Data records
★ ★ ★ ★ ★ ★ ★
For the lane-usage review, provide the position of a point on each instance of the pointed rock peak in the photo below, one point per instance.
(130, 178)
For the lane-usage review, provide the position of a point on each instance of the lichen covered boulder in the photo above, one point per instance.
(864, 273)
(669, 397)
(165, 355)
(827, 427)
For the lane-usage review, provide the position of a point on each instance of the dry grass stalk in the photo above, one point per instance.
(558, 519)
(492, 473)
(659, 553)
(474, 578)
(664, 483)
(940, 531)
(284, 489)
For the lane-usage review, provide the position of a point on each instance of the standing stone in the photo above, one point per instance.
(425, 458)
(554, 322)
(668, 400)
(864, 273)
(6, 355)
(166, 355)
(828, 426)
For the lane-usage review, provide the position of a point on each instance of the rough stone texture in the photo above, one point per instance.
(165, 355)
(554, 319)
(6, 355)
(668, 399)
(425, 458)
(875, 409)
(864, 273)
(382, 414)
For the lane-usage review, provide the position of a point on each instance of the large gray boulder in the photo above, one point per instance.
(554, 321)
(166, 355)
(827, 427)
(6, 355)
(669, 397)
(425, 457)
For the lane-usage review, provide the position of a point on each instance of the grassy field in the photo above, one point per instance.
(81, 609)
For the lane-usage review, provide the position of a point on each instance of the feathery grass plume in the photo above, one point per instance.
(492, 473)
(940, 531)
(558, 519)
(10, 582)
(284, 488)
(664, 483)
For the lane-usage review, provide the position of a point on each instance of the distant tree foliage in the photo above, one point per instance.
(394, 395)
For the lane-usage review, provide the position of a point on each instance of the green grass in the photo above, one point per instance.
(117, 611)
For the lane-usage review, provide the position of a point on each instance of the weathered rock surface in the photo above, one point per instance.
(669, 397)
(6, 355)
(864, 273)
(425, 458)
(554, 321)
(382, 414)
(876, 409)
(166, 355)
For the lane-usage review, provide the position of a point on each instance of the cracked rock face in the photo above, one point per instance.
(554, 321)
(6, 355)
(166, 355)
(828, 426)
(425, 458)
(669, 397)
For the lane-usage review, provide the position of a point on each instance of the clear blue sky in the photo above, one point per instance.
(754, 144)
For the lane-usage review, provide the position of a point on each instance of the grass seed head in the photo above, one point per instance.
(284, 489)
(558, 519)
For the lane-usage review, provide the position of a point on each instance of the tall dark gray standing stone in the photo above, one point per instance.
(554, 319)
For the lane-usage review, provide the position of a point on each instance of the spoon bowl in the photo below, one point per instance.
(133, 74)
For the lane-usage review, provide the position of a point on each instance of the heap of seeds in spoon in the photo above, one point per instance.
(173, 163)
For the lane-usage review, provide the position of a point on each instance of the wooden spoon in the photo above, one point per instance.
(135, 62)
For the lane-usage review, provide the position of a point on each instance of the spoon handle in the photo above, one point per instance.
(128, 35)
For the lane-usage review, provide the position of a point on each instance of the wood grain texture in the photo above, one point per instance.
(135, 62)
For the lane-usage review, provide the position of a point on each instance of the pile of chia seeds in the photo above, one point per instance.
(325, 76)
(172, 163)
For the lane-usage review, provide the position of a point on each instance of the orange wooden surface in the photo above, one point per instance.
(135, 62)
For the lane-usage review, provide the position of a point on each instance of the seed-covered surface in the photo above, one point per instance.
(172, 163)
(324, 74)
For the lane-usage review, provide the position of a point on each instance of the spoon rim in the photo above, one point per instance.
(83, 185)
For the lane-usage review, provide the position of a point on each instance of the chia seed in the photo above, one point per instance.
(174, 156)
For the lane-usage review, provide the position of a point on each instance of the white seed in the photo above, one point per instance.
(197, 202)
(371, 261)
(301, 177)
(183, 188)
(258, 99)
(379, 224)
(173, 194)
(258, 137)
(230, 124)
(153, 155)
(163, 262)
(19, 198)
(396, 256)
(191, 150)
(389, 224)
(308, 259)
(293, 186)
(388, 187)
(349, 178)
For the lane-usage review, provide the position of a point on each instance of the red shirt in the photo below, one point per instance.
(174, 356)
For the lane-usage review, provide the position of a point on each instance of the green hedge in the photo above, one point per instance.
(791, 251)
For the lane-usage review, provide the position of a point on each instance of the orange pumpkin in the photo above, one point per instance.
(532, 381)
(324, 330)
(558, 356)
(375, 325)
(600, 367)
★ ★ ★ ★ ★ ★ ★
- _Problem description_: Transcribe each record exactly. Leave nothing out.

- _Result of the exercise_:
For the lane-usage review, provide the position of a point on each instance of the pointed rock peak in the photo below, one point per instance.
(130, 178)
For the lane-usage review, provide the position of a point on each instance of the lichen covered boulder in the photo above, one point per instance.
(864, 273)
(669, 397)
(165, 355)
(827, 427)
For the lane-usage review, provide the position of a point on each instance of the dry grass stalk in the photo above, one point per instance.
(558, 519)
(492, 473)
(659, 553)
(474, 578)
(664, 483)
(940, 531)
(284, 489)
For the lane-usage review, provide the position of a point on each instance of the standing stone in the photo above, one point per instance.
(425, 458)
(554, 322)
(668, 400)
(864, 273)
(6, 355)
(166, 355)
(828, 426)
For the lane-usage review, provide the position of a point on each instance of the rough stone texture in the photo above, one point per instance.
(165, 355)
(554, 319)
(6, 355)
(668, 399)
(425, 458)
(875, 409)
(864, 273)
(382, 414)
For the lane-usage review, provide the position of a point on each instance of the large gray boulder in the photo above, one point per instance.
(554, 321)
(166, 355)
(827, 427)
(6, 355)
(669, 397)
(425, 457)
For the lane-usage review, provide the position of a point on each instance of the grassy field in the photo above, one point per instance.
(81, 609)
For the lane-usage review, provide the position of a point on each instance of the feathery grass plume in the photo above, one point per instance.
(492, 473)
(940, 531)
(558, 519)
(10, 582)
(284, 488)
(664, 483)
For the lane-usage review, provide the position of a point on each instance of the distant tree foliage in the photo above, one point per instance.
(394, 395)
For the lane-usage review, provide the position of a point on each instance of the green grass in the photo above, one point per instance.
(117, 611)
For the lane-usage review, provide the position of a point on each instance of the weathered rock surface in the photo above, one point per instance.
(669, 397)
(6, 355)
(864, 273)
(425, 458)
(554, 321)
(382, 414)
(876, 409)
(166, 355)
For the lane-usage review, provide the position of a point on each instance of the cracked rock face in the photo above, one point per instance.
(554, 321)
(6, 355)
(166, 355)
(828, 426)
(425, 458)
(669, 397)
For the lane-usage review, provide the position of a point on each instance of the clear blue sky in the photo above, one point per instance.
(754, 144)
For the lane-usage review, provide the position of a point on each instance of the grass seed head in the photo above, one point per instance.
(284, 489)
(558, 519)
For the lane-usage review, provide the position of a point on each instance of the tall dark gray standing stone in the photo above, one point per instance.
(554, 319)
For the lane-usage review, provide the position of a point on each instance of the spoon bowl in the photo below, one point per instance.
(133, 74)
For the lane-usage review, provide the position of a point on each instance of the heap of seeds in spoon in the photo above, one point per instance.
(173, 163)
For the lane-usage review, provide the position of a point on each instance of the wooden spoon in the photo above, one point per instance.
(135, 62)
For the lane-usage review, provide the position of a point on each instance of the spoon handle in the photo above, one point per instance.
(128, 35)
For the lane-usage review, provide the position of a point on each instance of the wood grain texture in the photo above, one point per instance.
(135, 62)
For the lane-usage review, provide the position of a point on each instance of the pile of chia seeds in the photo above, one point per instance.
(325, 76)
(172, 163)
For the lane-usage review, provide the position of a point on each instance of the orange wooden surface in the photo above, one point per instance.
(135, 62)
For the lane-usage review, provide the position of a point on each instance of the seed-covered surface in the photo above, one point per instance.
(172, 163)
(324, 74)
For the lane-usage review, provide the position of a point on each instance of the spoon rim in the photo above, one point per instance.
(83, 185)
For the lane-usage review, provide the position of a point on each instance of the chia seed in the photo above, one point per instance.
(174, 156)
For the lane-usage review, provide the position of a point on each instance of the white seed in the photo above, one point per instance.
(197, 202)
(371, 261)
(301, 177)
(183, 188)
(258, 99)
(379, 224)
(173, 194)
(258, 137)
(230, 124)
(153, 155)
(163, 262)
(19, 198)
(396, 256)
(191, 150)
(389, 224)
(308, 259)
(293, 186)
(388, 187)
(349, 178)
For the lane-usage review, provide the position of a point on each instance of the red shirt in the photo below, one point per instance.
(174, 356)
For the lane-usage review, provide the position of a point on each instance of the green hedge in the photo above, one point per instance.
(791, 251)
For the lane-usage review, provide the position of a point on each instance of the orange pumpkin in the photo above, one point per instance.
(532, 381)
(324, 330)
(558, 356)
(375, 325)
(600, 367)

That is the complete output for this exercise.